• _BRANO DI TESTO_:
--------------------

Tra i materiali da costruzione che apportano una visibile riduzione dell’energia grigia vi è il legno, in particolare nelle sue versioni ingegnerizzate o fibrorinforzate impiegate per strutture a gabbia (travi e colonne) o formate da pannelli portanti pieni. L’utilizzo di legno lamellare in Italia ha mostrato una rapida crescita del consumo, passando dai
100.000 m3 nel 1998 agli 870.000 m3 nel 2010. Questo sostanziale incremento è da imputarsi alle molteplici caratteristiche tecniche che il legno fibrorinforzato possiede a parità di costo con altri materiali: oltre alla buona risposta termica e acustica, il legno ha un comportamento al fuoco in linea con gli altri materiali tradizionali, una generale semplicità e velocità di montaggio che si traduce in costi contenibili grazie alla riduzione dei tempi di cantiere. In aggiunta, il legno fibrorinforzato possiede un’ottima risposta al sisma: l’elevato rapporto tra resistenza e peso del materiale, infatti, garantisce, a parità di sollecitazione orizzontale, un’ottima risposta elastica. Non ultimo, la tipica configurazione delle strutture di legno garantisce una facilità di ripristino dopo danni parziali, difficilmente raggiungibile in strutture di acciaio o calcestruzzo, garantendo una maggiore longevità del sistema edificio.

--------------------

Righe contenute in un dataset
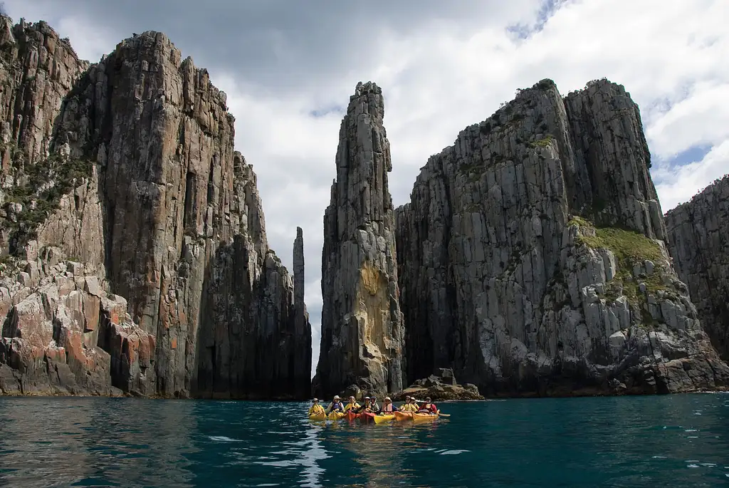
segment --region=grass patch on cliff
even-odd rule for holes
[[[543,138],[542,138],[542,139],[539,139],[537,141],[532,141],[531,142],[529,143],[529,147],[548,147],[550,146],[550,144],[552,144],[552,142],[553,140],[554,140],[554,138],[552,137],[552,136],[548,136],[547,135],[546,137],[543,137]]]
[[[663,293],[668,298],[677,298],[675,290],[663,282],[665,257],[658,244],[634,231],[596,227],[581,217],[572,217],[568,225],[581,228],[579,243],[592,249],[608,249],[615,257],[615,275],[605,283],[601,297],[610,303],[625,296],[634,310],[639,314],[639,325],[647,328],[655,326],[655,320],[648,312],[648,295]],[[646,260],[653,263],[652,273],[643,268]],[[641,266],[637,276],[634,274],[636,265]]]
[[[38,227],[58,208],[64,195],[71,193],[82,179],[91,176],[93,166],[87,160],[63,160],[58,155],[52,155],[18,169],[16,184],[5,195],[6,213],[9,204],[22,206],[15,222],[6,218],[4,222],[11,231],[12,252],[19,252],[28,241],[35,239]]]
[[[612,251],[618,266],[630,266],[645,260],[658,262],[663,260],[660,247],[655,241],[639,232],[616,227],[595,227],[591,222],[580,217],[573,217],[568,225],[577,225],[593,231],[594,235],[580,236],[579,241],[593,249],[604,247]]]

--------------------

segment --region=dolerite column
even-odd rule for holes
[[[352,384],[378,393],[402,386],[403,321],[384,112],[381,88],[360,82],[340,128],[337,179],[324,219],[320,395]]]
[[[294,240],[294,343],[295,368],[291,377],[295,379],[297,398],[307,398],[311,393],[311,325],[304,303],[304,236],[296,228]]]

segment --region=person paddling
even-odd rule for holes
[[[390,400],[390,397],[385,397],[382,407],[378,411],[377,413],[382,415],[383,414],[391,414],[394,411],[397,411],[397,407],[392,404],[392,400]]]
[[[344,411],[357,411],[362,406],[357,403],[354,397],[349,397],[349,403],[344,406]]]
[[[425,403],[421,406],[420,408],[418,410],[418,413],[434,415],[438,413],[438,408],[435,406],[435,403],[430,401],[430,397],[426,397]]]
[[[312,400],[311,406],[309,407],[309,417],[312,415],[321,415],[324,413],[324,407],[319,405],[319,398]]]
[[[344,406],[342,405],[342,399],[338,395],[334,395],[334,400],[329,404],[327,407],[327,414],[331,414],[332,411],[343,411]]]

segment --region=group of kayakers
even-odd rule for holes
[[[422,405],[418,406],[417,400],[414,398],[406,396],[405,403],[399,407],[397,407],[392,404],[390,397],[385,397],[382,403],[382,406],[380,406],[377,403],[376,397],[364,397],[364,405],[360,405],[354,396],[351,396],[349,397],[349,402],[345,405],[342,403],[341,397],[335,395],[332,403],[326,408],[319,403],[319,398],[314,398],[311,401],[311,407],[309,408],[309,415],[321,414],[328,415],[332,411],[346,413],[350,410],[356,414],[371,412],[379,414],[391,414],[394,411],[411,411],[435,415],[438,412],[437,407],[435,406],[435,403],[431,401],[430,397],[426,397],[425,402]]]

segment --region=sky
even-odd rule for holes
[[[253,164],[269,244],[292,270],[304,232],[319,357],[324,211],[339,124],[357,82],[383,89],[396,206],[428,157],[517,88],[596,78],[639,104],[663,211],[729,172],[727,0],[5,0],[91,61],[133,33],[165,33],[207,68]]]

--------------------

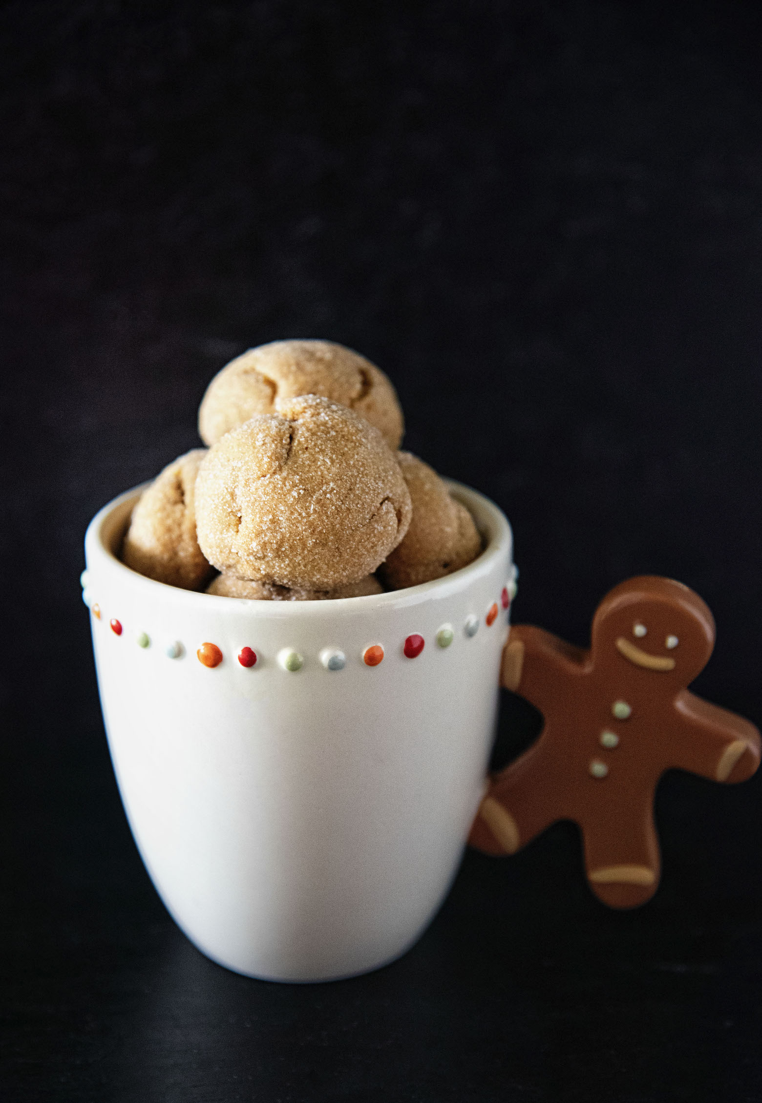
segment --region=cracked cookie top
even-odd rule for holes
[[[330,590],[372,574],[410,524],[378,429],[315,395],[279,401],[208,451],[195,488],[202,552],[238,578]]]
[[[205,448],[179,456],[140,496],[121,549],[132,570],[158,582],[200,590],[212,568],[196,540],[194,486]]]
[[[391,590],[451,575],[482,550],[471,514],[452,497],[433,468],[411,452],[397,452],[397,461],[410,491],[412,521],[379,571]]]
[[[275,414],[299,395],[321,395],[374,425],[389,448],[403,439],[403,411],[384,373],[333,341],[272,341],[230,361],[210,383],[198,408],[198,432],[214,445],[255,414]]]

--------------------

Scrivi il seguito del brano sul legno come materiale da costruzione, cominciando dopo la sua ultima frase. Le righe provengono da una fonte diversa dal brano.

• _RISPOSTA_:
Bibliografia: Sergio Poretti, La costruzione, in Storia dell’architettura italiana. Il secondo Novecento, a cura di F. Dal Co, Milano 1997, pp. 268-93; G. Hammond, C. Jones, Embodied energy and carbon in construction materials, «Proceedings of the institution of civil engineers. Energy», 2008, 161, 2, pp. 87-98; Andrew Rabeneck, The transformation of construction by concrete, in Nuts & bolts of construction history: culture, technology and society, ed. R. Carvais, 3° vol., A. Guillerme, V. Nègre et al., Paris 2012, pp. 627-35; P. Tombesi, What do we mean by building design?, in Digital worflows in architecture. Design-Assembly-Industry, ed. S. Marble, Basel 2012, pp. 184-99. Si veda inoltre: ANCE (Associazione Nazionale Costruttori Edili), direzione affari economici e centro studi, Osservatorio congiunturale sull’industria delle costruzioni, Roma 2014: http://www.ance.it/docs/docDownload.aspx?id=20423 (9 giugno 2015).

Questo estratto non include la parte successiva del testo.